• _Source_
* Start *
Monday, May 27, 2013

Rudranath to Toli Bugyal – Rudranath Trek 5

Rudranath Trail Sitemap

1: Chopta to Mandal walk
2: Mandal to Anasuya Devi
3: Anasuya Devi to Hans Bugyal
4: Hans Bugyal to Rudranath
5: Rudranath to Toli Bugyal
6: Toli Bugyal – Dumak – Kalpeshwar

Next morning we walk back on the trail to a waterfall to take bath but water is too cold so we use minimum water.
Morning puja at Rudranath Temple begin at 9:00 am and we drag Trai and Company to the temple.
After temple visit, we all have breakfast of aalo-parothas. Madam is again given a cupful of goat ghee. Horse man is still here in Rudranath along with his both horses and Tari and Company are all set to return with him. We wonder how Memsab would mount the horse; she is even unable to walk. We suggest her to walk some distance and then mount the horse and she should again walk after the pass because then it is descend all the way. This time they will be going to Sagar, that way is a bit short and better with some more food stops.
We shake hands and as they are about to depart Harsh plays a cruel joke with them.
He says to Madam, “Did you eat goat meat at Panchganga bugyal yesterday?”
She cries, “Really, they had goat meat there? They didn’t tell us.”
“Since pilgrims don’t eat meat on their journey so they don’t tell these things to people. Otherwise people won’t even drink tea from that shop.”
First time we see smile on her face and now her eyes are beaming.
“They have goat meat, really?” – now she gets sad – “It might be finished by now.”
“Yeah, I saw them cooking goat meat in desi ghee tadka. How could it finish by now. Everybody comes here only and just two more people came here after us. They were cooking whole bakra there.”
Even Tari has a smile on his face now because she may enjoy her lunch and then may leave him alone for a while.
Priests relaxing at Rudranath temple

As madam is away, I ask Tari he might had taken a vow or two to visit Kalpnath Temple also since we are also going that way tomorrow. With tearful eyes, Tari grabs his earlobes and mutters, “No more vows. Never ever.”
“Man, you must tell this to Baba Rudranath.”
Tari faces the temple and pulls his earlobes.
Harsh says to him, “You should do sit-ups also, like they do in South India.”
Facing Rudranath – Tari pulls his earlobes and does five sit-ups.
Harsh cries, “Ata boy!”
* End *
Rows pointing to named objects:
* Start *
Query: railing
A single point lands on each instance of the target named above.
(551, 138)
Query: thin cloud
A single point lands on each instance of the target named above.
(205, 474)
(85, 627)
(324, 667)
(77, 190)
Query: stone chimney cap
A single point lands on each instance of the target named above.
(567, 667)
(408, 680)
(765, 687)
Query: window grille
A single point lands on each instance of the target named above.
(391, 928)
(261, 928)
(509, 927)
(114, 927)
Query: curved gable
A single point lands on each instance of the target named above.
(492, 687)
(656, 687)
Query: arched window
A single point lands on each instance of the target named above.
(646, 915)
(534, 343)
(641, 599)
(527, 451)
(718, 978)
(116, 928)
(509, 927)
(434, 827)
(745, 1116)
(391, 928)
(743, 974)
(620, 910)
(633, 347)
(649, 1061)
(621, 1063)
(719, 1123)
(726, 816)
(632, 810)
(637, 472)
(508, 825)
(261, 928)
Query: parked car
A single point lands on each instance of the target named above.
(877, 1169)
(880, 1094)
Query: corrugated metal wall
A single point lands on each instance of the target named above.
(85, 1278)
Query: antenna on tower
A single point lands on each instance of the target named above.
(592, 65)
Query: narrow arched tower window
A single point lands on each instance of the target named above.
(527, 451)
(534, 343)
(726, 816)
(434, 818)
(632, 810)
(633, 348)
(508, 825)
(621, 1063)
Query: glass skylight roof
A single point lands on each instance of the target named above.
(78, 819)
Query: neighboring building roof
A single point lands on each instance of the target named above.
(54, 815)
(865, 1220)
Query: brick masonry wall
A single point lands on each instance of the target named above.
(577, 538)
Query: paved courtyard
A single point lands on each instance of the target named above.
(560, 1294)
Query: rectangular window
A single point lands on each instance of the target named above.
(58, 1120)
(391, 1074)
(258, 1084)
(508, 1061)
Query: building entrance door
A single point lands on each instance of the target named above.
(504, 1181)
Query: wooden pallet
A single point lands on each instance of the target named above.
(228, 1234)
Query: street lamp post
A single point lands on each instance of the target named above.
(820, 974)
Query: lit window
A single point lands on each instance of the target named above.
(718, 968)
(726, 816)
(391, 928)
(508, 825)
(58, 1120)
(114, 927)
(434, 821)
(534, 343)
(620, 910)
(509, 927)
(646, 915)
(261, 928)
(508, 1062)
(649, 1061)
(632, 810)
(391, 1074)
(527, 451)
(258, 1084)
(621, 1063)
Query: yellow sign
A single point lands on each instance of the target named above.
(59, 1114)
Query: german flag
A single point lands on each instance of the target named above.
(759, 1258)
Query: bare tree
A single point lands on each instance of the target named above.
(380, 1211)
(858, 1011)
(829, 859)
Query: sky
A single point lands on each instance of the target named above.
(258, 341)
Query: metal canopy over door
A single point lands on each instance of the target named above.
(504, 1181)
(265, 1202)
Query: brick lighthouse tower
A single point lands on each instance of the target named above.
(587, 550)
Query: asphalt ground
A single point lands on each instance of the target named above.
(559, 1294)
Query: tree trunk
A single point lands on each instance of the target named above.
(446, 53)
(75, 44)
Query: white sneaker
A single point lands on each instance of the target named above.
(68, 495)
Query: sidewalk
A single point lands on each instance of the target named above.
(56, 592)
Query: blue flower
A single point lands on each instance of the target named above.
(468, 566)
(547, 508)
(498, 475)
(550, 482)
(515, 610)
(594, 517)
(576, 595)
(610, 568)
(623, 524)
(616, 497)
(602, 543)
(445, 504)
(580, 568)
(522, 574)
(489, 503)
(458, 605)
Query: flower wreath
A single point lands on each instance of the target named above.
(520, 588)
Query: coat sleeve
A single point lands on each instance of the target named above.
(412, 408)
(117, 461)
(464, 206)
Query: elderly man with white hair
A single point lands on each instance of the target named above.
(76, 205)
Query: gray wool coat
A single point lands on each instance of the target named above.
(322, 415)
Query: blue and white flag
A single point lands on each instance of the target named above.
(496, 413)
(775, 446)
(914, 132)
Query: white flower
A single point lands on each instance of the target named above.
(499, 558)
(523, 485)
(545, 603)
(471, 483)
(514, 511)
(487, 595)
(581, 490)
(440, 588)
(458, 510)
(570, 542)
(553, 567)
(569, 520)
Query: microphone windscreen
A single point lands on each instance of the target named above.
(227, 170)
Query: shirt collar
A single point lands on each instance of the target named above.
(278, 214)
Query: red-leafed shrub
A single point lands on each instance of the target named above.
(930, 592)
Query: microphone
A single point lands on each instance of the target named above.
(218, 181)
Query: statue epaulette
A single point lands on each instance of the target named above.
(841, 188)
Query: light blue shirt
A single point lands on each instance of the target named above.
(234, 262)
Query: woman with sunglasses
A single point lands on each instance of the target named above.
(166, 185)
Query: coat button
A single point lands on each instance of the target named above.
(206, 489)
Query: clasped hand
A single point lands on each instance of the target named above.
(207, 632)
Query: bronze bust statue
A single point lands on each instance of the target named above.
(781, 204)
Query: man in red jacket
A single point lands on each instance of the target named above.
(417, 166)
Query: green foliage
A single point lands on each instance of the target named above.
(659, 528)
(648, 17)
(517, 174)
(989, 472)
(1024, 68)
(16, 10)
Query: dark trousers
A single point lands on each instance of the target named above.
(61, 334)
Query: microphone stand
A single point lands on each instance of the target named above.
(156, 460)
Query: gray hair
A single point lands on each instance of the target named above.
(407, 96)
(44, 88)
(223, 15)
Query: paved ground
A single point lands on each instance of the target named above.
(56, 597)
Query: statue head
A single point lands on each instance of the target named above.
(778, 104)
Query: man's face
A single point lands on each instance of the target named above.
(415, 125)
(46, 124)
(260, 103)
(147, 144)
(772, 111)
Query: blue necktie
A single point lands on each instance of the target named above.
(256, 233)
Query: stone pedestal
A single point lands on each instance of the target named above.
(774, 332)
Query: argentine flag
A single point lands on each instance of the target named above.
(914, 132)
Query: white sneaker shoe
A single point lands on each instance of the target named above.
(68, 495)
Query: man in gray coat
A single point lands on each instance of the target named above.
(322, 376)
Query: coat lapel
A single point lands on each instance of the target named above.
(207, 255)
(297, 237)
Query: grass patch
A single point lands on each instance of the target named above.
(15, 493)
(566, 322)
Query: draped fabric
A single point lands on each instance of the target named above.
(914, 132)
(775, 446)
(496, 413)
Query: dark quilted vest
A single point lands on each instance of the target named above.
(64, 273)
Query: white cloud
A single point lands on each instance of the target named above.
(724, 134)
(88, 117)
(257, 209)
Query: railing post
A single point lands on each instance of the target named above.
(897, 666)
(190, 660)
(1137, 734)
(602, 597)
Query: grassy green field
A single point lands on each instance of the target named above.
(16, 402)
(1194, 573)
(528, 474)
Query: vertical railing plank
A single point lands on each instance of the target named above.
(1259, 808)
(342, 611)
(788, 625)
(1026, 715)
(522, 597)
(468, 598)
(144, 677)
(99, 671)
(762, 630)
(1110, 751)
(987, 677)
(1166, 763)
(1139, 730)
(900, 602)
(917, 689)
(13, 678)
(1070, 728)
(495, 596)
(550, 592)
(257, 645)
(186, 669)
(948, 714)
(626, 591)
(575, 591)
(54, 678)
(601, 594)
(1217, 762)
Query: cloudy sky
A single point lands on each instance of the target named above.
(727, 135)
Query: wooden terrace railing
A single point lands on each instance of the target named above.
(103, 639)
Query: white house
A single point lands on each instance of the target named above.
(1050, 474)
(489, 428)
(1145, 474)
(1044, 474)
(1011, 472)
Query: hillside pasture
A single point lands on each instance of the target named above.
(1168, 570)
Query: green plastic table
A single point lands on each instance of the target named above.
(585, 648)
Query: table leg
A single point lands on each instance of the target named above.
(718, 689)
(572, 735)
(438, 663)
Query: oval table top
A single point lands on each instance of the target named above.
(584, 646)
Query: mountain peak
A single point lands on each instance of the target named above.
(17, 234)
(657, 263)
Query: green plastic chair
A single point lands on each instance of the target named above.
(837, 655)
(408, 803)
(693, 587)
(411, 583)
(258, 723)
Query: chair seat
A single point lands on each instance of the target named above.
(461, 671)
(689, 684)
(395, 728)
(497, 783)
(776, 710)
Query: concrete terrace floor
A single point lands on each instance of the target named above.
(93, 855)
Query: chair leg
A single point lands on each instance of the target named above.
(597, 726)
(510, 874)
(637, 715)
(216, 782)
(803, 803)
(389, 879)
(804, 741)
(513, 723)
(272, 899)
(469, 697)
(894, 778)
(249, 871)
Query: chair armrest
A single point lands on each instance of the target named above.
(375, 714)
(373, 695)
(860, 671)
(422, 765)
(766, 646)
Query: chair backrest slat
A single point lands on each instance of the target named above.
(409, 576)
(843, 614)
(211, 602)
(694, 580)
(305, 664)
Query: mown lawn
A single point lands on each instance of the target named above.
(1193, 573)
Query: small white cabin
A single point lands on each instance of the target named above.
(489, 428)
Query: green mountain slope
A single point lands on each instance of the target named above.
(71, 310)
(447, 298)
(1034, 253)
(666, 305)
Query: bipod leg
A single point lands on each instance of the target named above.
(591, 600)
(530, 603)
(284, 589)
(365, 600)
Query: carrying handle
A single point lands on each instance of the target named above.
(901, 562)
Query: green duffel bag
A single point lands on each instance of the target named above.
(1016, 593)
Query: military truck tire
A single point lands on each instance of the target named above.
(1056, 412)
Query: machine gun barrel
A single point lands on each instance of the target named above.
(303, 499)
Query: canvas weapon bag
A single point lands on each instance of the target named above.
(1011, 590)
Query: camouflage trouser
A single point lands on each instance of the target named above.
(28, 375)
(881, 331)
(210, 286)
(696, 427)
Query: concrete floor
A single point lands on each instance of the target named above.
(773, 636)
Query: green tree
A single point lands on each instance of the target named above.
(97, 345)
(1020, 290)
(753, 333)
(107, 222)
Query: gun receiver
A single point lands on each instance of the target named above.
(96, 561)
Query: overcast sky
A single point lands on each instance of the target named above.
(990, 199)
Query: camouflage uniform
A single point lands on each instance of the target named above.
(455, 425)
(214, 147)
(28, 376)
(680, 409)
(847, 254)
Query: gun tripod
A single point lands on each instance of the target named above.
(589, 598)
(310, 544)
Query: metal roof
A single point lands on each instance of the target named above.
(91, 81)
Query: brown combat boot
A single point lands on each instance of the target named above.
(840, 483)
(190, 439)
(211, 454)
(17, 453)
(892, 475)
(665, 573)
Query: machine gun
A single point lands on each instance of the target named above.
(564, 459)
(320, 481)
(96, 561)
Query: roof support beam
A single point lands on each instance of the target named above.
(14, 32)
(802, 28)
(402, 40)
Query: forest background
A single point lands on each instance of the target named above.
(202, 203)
* End *
• _Instruction A_
Print the passage of the Rudranath trek post starting at "Next morning we" and ending at "joke with them.".
• _Instruction B_
Write what follows the last sentence of the Rudranath trek post.

• _Written answer A_
Next morning we walk back on the trail to a waterfall to take bath but water is too cold so we use minimum water.
Morning puja at Rudranath Temple begin at 9:00 am and we drag Trai and Company to the temple.
After temple visit, we all have breakfast of aalo-parothas. Madam is again given a cupful of goat ghee. Horse man is still here in Rudranath along with his both horses and Tari and Company are all set to return with him. We wonder how Memsab would mount the horse; she is even unable to walk. We suggest her to walk some distance and then mount the horse and she should again walk after the pass because then it is descend all the way. This time they will be going to Sagar, that way is a bit short and better with some more food stops.
We shake hands and as they are about to depart Harsh plays a cruel joke with them.

• _Written answer B_
Madam takes our suggestion and starts walking along the horses. We keep looking at them but then she is loaded on the horse and sits in some strange agonizing impossible posture and they disappear from our sight.
This is the last time we ever saw them.
May God bless Tari.
His fate is in the hands of Baba Rudarnath.
तारी –
तेरा हाफिज खुदा.
तेरा बिस्मिल खुदा.
From the accounts of historian Mr. Umaprasad Mukherjee, I was aware of a 5 feet by 5 feet statue of Vishnu situated in a small temple about 1 km away, beside a natural spring known as Vaitrani Kunda. According to him this is an exquisitely carved statue with the deity reclininng on Shesha Nag. It has now been brought to the main temple. The priest showed us this statue by the light of a solar lantern held up. It has a lotus springing from Narayana’s navel with a deity on the lotus, believed to be Brahma. The details are breathtaking as we see in the temples of South India. It is carved out of a single piece of stone!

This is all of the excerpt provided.